[WHAT YOU SHOULD DO]: Report how many lines in the data include the string "Target", and add nothing else.

*** PROVIDED DATA ***

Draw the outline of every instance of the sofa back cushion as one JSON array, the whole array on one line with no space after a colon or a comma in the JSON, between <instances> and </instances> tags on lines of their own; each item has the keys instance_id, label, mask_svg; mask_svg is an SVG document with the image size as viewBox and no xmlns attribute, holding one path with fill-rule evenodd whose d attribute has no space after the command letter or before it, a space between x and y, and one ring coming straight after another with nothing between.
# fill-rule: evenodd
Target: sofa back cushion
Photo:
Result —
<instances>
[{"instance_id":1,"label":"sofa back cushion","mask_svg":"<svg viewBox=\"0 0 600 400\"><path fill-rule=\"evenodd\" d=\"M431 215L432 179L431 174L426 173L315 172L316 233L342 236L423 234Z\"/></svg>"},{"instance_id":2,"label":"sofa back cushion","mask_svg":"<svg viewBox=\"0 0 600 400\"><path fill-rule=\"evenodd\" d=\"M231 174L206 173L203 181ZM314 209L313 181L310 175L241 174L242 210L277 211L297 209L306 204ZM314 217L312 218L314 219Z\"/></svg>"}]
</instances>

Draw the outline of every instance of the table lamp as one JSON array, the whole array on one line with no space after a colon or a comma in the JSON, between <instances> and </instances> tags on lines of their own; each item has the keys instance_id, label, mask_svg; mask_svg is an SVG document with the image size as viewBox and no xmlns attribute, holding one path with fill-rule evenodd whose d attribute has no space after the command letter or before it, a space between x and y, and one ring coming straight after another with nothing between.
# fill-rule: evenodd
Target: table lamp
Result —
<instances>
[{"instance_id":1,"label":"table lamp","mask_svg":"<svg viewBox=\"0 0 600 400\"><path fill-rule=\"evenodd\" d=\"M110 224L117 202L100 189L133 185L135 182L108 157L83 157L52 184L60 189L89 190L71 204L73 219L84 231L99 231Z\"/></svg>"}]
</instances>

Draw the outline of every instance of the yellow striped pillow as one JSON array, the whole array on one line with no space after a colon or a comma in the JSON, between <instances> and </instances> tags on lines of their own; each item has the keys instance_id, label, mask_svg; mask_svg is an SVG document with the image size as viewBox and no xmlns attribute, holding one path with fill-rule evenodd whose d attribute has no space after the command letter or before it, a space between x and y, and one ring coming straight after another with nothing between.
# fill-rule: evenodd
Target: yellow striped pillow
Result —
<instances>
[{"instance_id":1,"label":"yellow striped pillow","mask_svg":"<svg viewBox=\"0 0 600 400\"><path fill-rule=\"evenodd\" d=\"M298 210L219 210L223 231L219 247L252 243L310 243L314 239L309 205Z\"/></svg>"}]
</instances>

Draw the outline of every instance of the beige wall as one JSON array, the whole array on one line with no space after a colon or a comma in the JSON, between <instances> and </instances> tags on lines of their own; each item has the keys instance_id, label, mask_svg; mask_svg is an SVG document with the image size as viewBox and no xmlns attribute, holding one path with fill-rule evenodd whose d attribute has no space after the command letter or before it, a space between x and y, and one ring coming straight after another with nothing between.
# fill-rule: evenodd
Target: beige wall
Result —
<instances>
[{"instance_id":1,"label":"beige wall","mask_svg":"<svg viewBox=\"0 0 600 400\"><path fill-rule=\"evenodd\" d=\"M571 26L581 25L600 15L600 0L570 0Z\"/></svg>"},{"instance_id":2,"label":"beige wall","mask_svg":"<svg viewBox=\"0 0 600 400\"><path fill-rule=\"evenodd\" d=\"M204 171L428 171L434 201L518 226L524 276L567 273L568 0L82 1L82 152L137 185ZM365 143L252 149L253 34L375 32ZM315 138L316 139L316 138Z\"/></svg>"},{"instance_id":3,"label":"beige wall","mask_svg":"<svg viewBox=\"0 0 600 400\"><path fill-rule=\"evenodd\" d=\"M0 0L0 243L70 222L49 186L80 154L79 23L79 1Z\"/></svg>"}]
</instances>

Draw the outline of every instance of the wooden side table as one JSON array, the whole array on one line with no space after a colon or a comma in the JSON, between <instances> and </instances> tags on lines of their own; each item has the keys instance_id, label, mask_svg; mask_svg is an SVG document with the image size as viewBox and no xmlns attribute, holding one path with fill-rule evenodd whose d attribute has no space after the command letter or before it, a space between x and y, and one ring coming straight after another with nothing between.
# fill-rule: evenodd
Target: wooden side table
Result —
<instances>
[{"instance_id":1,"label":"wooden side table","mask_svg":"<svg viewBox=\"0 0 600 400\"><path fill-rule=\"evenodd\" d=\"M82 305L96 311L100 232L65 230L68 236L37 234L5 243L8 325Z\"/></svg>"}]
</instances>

*** End of PROVIDED DATA ***

[SOLUTION TO THIS PROBLEM]: 5